====== RECORDED INFORMATION ======

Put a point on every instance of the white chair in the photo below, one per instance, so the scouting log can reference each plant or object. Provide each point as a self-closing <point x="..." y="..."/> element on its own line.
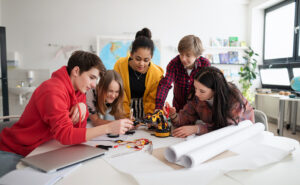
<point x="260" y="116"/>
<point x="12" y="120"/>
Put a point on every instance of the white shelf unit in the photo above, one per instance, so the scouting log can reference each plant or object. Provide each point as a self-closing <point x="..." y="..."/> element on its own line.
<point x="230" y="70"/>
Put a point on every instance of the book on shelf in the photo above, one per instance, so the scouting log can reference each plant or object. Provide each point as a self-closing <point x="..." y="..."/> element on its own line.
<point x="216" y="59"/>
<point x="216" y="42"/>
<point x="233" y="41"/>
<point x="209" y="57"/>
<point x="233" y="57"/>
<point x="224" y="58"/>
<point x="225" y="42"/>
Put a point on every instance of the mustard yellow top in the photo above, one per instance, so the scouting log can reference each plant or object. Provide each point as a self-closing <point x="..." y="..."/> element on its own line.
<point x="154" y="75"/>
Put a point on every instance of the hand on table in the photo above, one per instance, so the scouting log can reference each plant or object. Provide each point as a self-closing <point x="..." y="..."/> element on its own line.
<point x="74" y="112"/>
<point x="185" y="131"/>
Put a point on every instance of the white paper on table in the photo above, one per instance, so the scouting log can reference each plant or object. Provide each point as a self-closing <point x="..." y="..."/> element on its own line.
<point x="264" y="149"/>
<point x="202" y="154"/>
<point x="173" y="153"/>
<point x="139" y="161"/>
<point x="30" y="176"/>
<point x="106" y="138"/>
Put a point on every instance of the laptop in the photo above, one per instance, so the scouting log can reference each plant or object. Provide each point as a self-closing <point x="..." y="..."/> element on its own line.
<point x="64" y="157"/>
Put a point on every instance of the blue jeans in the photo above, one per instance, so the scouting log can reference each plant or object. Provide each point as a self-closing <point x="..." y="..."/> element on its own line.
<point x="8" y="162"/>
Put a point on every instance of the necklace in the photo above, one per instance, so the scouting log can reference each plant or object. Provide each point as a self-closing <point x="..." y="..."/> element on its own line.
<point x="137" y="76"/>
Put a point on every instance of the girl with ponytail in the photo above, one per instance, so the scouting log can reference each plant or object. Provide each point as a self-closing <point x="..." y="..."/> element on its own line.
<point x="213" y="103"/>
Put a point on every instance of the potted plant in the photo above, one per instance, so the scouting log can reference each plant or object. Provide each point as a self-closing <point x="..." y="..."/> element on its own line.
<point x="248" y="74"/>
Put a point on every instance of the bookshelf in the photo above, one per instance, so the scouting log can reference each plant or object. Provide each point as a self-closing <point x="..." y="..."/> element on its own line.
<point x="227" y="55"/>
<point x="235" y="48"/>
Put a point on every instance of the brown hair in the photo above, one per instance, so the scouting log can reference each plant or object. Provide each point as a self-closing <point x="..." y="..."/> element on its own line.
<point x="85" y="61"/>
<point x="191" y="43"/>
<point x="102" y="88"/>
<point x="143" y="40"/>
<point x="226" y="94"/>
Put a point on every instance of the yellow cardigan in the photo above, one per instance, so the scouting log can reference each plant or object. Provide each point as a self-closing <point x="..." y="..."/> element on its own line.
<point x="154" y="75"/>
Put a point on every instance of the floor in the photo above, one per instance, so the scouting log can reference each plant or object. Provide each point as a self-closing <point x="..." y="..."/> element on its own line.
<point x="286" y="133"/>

======
====== RECORDED INFORMATION ======

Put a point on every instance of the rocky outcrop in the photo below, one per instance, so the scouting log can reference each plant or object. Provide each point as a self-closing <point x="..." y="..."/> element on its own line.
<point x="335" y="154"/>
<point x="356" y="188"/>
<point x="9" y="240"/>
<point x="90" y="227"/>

======

Report every row above that contains the string "yellow", treating uppercase and lowercase as different.

Put a point on every instance of the mustard yellow top in the photo above, one per instance, so the scouting log can reference each plant or object. Provide each point as a self-closing <point x="..." y="..."/> element on its own line.
Put a point on every instance of the yellow cardigan in the photo above, one per instance, so the scouting log can reference each plant or object. Provide each point as a self-closing <point x="..." y="..."/> element on its own line.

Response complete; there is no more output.